Data items:
((
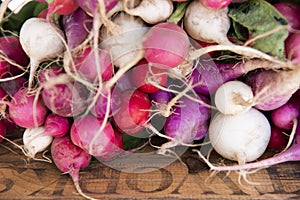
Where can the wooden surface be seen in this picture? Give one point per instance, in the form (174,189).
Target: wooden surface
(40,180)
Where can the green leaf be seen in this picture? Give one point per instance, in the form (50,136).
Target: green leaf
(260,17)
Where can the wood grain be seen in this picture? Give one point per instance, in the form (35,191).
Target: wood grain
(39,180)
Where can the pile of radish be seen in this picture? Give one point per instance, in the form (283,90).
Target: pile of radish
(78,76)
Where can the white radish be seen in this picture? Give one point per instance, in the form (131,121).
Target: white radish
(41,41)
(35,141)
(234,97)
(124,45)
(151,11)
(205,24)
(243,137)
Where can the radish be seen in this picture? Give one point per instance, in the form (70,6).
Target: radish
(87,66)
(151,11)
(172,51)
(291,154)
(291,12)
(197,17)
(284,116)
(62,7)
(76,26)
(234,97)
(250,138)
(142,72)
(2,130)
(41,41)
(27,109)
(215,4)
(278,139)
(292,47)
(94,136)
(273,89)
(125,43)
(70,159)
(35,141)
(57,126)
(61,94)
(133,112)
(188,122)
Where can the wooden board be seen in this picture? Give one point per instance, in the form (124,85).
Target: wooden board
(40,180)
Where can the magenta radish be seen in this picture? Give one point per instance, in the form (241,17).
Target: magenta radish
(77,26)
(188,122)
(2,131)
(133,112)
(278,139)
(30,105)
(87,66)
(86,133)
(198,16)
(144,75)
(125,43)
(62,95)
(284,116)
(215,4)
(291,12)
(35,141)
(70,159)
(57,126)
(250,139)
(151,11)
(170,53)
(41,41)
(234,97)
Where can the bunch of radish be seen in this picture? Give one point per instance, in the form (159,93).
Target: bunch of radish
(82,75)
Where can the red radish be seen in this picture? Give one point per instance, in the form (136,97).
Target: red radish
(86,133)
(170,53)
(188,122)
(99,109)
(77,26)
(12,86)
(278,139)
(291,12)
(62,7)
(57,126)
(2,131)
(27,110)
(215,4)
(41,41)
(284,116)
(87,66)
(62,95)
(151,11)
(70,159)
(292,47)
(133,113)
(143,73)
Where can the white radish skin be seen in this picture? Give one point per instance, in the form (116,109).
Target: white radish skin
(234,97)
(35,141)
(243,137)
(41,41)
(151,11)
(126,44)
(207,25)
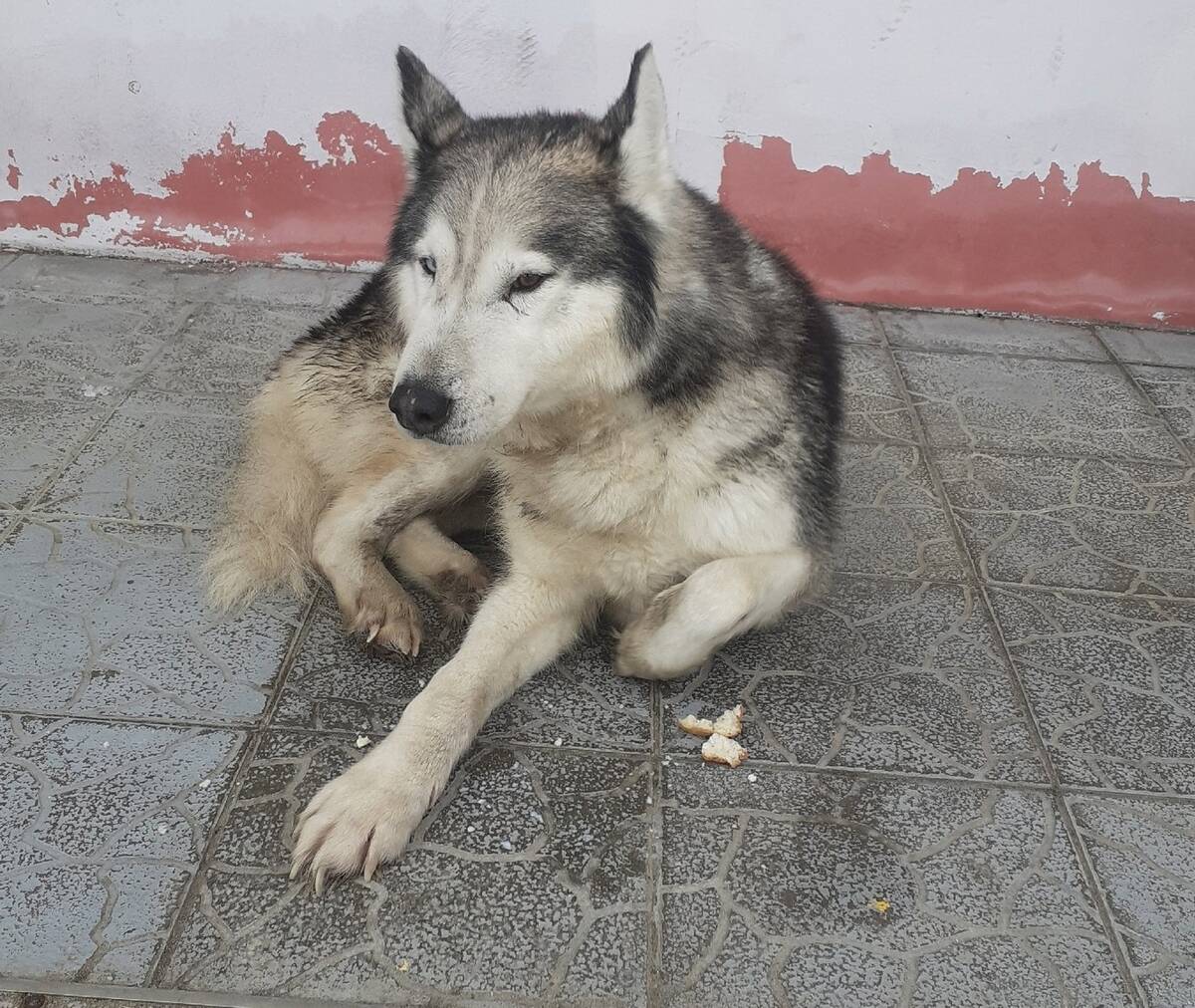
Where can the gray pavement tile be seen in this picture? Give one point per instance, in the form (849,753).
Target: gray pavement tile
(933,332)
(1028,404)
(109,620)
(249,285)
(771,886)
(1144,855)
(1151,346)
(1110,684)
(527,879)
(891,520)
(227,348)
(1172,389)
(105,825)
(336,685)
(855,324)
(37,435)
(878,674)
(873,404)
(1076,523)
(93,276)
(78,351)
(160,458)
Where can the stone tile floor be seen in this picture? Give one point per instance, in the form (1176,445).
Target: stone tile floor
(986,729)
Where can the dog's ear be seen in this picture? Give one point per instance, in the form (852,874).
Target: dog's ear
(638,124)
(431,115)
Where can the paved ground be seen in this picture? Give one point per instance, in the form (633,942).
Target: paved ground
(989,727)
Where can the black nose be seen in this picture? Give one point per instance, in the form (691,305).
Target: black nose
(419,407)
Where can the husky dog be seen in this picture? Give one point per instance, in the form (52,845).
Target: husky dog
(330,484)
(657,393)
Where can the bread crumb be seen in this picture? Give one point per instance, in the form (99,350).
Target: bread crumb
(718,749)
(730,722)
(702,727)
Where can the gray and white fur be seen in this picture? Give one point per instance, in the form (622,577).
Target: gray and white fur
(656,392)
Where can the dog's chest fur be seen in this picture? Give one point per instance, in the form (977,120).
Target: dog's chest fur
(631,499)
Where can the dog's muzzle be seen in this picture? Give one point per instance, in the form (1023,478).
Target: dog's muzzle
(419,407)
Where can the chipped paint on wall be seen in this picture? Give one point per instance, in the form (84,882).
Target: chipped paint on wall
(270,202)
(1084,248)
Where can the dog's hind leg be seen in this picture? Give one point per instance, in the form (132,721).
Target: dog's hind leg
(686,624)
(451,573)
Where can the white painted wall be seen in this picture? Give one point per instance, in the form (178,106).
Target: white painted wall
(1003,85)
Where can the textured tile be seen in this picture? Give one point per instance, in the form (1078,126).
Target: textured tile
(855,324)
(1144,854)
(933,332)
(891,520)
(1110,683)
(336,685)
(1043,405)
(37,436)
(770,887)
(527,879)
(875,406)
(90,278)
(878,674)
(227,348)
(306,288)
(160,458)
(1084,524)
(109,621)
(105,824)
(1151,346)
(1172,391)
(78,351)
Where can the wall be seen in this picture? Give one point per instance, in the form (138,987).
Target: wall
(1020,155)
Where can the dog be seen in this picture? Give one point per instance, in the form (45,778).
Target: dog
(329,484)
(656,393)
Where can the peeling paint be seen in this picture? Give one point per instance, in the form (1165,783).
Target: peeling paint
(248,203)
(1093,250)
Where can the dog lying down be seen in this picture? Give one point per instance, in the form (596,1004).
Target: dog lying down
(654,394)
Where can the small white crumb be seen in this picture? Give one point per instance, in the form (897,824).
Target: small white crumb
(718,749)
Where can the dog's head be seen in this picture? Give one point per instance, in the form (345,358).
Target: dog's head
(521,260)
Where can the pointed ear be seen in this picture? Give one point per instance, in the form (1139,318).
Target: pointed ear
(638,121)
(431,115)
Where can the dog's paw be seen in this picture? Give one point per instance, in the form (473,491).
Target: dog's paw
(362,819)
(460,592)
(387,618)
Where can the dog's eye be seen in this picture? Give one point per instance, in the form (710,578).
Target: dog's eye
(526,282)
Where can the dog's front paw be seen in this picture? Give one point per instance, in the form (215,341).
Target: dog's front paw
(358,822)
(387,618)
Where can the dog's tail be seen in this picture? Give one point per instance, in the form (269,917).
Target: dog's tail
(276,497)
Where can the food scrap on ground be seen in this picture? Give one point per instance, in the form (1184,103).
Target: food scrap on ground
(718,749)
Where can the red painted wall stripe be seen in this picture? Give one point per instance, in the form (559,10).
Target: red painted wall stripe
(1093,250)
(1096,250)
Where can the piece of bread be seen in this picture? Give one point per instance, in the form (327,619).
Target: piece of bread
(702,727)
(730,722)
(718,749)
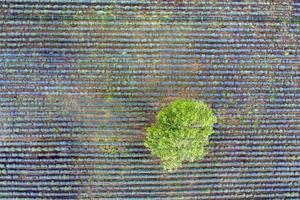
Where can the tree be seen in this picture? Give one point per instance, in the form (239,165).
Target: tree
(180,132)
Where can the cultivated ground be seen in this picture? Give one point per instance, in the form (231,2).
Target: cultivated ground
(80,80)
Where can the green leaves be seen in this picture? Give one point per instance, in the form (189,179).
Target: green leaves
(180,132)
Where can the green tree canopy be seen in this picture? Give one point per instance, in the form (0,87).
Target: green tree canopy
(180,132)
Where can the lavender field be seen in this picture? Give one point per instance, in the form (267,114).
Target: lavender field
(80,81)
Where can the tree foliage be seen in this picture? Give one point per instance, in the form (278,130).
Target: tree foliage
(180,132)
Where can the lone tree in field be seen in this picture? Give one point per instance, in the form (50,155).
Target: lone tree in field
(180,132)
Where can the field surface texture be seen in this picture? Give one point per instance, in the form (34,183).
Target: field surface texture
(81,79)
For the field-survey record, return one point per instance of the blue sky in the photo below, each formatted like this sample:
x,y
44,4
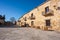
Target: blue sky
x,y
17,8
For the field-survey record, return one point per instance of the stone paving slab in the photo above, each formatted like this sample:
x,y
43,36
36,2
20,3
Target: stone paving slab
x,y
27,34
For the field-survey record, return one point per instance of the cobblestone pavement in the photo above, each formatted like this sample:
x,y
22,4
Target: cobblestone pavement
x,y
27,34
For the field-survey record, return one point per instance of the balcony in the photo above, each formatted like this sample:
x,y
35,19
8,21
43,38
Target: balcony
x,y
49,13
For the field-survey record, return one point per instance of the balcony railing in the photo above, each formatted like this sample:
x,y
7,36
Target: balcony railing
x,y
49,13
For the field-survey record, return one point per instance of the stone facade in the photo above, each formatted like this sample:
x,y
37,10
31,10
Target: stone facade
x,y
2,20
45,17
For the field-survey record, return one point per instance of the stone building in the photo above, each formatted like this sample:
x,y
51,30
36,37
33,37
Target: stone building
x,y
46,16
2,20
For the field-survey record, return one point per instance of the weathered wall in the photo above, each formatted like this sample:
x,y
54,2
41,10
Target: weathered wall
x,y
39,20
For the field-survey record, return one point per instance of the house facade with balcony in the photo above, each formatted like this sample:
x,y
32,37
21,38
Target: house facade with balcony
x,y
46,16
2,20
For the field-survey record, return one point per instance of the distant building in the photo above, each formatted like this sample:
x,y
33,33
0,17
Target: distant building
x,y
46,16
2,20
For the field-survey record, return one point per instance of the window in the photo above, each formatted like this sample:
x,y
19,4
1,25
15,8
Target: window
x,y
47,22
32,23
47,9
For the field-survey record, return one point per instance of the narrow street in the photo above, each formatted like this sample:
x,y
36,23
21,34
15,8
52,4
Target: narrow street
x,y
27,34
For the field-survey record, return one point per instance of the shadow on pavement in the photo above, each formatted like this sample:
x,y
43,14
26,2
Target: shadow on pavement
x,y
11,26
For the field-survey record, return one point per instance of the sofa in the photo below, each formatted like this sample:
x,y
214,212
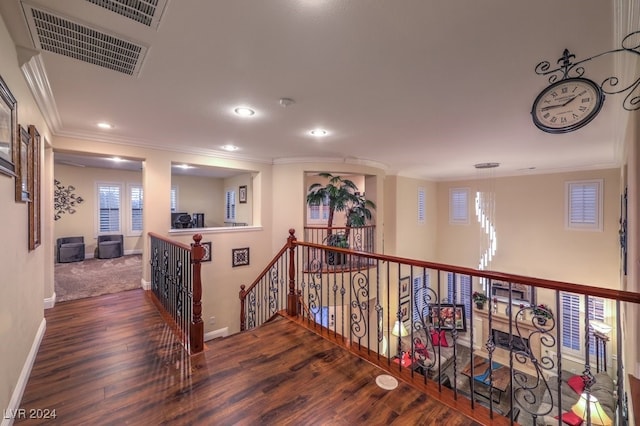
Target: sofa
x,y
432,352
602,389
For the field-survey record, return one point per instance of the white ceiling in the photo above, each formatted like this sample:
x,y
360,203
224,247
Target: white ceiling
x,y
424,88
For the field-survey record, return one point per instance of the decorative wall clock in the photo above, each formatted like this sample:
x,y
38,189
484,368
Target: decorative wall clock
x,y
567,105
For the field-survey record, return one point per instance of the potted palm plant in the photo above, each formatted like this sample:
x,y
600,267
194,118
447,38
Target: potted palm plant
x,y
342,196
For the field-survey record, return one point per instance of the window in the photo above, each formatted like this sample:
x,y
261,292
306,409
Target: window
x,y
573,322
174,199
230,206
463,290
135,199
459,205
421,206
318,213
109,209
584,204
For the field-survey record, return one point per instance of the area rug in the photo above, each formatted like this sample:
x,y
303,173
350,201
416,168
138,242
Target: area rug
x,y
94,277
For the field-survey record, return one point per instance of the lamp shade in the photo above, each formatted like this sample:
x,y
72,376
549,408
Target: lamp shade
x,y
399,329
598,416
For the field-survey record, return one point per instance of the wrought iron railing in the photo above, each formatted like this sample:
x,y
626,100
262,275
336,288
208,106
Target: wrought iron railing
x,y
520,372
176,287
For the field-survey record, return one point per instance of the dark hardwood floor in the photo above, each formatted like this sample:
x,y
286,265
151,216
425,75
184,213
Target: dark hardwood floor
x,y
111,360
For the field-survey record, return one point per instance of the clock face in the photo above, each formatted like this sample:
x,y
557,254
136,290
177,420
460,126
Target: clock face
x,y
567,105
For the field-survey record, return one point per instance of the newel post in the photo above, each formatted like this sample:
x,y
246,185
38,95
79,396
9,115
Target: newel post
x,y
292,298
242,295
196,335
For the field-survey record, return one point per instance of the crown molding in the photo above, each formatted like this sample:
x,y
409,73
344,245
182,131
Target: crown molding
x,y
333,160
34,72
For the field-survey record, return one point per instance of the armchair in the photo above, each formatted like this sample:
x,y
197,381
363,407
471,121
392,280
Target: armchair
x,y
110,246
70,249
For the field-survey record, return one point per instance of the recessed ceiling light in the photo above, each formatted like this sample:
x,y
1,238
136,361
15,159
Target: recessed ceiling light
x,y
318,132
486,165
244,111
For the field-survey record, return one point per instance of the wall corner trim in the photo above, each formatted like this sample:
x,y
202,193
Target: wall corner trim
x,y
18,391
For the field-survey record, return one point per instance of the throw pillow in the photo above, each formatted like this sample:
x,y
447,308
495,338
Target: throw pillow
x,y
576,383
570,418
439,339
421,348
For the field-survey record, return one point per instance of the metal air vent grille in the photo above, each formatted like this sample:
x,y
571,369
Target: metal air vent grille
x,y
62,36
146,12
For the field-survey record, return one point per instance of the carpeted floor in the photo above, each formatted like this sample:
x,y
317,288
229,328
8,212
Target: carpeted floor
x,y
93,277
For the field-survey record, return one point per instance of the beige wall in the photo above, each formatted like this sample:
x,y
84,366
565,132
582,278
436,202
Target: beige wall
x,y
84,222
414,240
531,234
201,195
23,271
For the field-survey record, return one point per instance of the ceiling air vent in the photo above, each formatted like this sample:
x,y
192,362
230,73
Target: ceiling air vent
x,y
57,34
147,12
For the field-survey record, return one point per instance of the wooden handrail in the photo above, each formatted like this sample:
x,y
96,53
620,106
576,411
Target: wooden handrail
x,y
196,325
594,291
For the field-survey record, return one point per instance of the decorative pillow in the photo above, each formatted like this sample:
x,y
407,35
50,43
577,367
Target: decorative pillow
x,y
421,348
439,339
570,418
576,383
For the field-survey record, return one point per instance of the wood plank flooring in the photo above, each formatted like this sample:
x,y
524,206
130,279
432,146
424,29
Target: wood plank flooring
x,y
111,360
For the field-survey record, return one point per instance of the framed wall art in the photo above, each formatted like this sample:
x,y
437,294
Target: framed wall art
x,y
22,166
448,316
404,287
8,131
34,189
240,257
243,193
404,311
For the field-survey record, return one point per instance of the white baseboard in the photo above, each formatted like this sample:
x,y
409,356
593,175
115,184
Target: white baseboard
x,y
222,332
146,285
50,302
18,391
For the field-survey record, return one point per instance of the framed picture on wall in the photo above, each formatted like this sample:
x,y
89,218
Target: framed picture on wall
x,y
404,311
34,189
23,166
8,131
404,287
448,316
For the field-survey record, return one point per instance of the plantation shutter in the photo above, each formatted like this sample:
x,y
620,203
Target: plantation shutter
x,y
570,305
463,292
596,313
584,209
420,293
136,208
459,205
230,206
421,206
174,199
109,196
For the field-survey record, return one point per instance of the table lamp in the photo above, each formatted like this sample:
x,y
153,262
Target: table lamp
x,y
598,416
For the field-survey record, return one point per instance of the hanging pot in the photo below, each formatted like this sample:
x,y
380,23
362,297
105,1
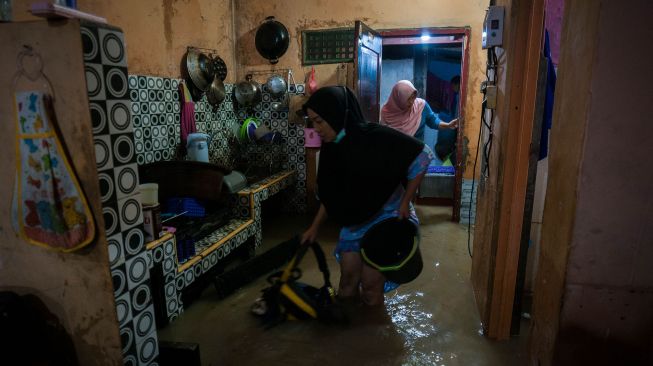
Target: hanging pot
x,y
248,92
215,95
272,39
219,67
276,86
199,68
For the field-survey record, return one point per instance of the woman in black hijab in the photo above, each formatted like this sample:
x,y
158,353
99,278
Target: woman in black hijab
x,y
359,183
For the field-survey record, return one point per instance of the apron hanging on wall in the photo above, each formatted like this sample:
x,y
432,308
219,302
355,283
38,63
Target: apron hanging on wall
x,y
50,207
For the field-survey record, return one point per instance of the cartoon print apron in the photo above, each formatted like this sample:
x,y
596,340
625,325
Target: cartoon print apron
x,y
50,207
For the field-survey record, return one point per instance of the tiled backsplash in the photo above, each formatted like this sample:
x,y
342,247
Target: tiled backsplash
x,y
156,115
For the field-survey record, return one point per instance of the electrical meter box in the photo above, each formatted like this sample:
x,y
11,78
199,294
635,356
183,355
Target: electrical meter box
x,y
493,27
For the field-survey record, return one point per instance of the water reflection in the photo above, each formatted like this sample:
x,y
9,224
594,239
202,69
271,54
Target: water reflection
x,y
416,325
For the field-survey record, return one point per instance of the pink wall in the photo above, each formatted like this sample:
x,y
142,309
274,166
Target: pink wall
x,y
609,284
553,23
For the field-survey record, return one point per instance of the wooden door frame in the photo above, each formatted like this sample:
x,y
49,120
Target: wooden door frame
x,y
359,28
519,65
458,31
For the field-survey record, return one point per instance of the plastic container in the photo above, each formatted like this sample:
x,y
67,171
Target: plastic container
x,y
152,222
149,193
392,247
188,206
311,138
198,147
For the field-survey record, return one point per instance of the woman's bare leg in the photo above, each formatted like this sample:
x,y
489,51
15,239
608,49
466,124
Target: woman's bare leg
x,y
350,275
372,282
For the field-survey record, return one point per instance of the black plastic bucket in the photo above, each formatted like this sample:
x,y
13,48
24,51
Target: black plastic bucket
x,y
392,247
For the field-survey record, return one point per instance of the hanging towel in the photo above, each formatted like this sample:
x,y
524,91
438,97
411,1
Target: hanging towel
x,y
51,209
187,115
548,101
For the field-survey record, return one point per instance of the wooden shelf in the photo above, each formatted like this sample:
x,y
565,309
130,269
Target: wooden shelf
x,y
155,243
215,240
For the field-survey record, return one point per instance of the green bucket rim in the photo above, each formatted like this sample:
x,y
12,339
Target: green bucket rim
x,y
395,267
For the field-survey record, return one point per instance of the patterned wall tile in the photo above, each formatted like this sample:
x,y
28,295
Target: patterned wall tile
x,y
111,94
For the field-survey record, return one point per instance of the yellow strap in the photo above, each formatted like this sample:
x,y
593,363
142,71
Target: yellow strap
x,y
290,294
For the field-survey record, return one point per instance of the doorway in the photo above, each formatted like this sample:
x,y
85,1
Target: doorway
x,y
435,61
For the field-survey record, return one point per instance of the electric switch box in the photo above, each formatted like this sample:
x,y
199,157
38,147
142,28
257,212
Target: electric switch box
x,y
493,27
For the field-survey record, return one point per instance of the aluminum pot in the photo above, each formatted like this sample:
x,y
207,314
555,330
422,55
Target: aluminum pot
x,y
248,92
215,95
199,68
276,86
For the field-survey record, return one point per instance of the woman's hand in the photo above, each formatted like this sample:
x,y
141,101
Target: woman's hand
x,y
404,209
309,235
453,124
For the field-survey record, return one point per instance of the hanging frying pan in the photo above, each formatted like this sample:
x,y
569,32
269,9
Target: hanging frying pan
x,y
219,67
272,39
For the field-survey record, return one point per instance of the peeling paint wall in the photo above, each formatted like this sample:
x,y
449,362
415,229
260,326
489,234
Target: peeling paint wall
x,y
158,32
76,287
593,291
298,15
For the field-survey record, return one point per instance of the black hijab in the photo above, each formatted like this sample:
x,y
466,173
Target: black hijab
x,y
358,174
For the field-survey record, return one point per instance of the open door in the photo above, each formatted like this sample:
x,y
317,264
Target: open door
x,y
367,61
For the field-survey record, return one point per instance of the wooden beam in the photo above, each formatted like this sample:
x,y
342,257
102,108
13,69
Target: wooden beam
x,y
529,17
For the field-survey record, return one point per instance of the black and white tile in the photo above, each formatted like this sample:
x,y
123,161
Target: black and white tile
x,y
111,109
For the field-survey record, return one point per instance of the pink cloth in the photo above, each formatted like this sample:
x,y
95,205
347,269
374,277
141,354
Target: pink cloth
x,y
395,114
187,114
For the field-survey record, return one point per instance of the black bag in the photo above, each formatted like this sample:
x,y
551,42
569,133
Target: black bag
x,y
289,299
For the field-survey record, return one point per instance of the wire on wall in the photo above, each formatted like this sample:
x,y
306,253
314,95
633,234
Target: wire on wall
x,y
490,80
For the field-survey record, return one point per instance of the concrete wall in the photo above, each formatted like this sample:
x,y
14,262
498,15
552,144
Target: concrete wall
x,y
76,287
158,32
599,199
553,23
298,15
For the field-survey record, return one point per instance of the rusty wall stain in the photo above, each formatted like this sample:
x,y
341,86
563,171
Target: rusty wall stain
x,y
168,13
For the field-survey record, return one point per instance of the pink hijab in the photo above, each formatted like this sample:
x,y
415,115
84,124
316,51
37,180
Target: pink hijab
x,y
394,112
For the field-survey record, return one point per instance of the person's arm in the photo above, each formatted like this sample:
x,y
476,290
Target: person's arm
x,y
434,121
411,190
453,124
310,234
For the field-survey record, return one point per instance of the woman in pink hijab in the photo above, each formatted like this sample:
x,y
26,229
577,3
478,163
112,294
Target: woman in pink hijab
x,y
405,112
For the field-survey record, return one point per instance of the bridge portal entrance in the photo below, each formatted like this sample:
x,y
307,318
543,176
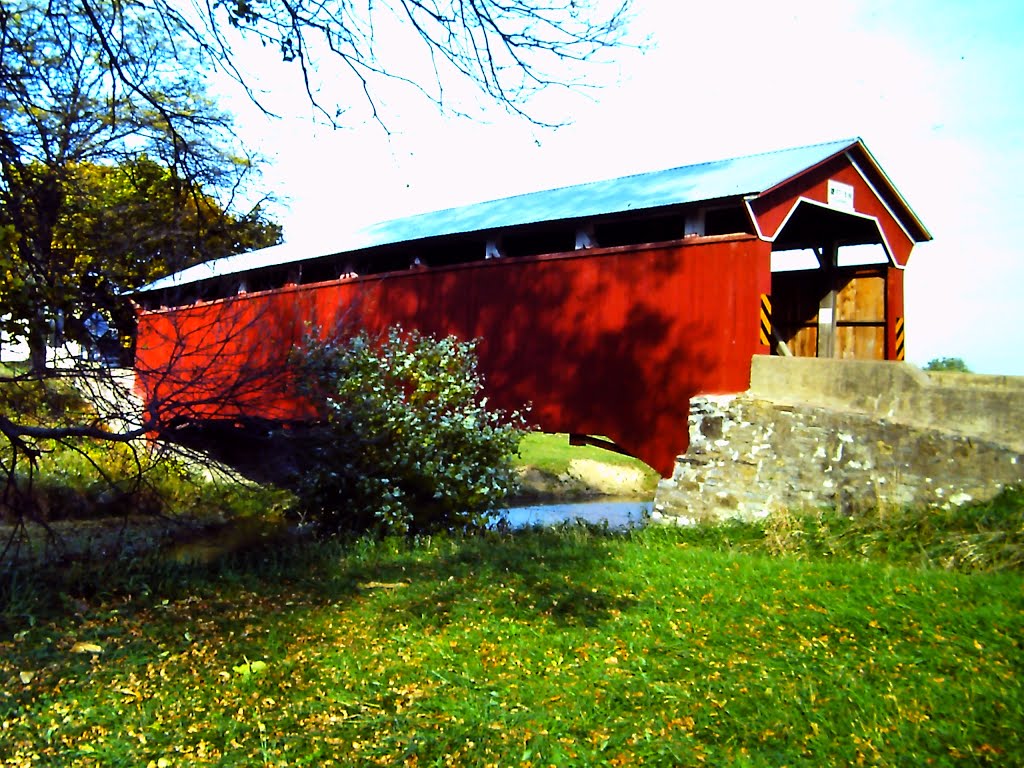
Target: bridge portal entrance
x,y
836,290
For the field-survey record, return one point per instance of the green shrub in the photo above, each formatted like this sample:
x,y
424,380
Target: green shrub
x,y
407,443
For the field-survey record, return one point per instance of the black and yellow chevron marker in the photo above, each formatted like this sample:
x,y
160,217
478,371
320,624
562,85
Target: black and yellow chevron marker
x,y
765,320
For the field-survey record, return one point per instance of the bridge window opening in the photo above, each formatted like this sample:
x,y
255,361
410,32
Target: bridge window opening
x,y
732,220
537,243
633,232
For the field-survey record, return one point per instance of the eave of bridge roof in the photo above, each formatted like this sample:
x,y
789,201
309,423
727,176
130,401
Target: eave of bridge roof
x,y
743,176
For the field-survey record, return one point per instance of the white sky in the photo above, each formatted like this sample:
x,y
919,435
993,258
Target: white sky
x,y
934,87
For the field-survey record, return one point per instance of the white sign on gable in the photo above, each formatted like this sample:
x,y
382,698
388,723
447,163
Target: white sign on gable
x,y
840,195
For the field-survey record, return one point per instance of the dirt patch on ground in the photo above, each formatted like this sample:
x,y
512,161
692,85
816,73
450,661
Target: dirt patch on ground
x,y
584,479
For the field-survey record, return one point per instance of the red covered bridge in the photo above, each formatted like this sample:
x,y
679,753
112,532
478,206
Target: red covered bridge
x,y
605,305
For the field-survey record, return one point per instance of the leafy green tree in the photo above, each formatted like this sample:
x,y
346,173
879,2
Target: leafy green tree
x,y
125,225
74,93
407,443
))
(WHAT IS NEEDED):
Output, unchanged, the lines from the line with "of the dirt" through the final line of the material.

(COMPLETED EXERCISE):
For the field-survey record, return one point per instance of the dirt patch on ground in the photo above, each formatted like this sample:
x,y
512,161
692,85
816,73
450,661
Target: dirt patch on ground
x,y
584,479
For the field-survey record, return one point per instance of the red covered bridge in the photo above, each formatted like this sample:
x,y
679,753
112,532
478,206
Target: red covered bridge
x,y
605,305
For the field-survey record, return one point per instance of the leafy green tree in the photo above, each formatted like this sample:
x,y
346,173
879,2
Target: leafy green tree
x,y
125,225
74,93
407,443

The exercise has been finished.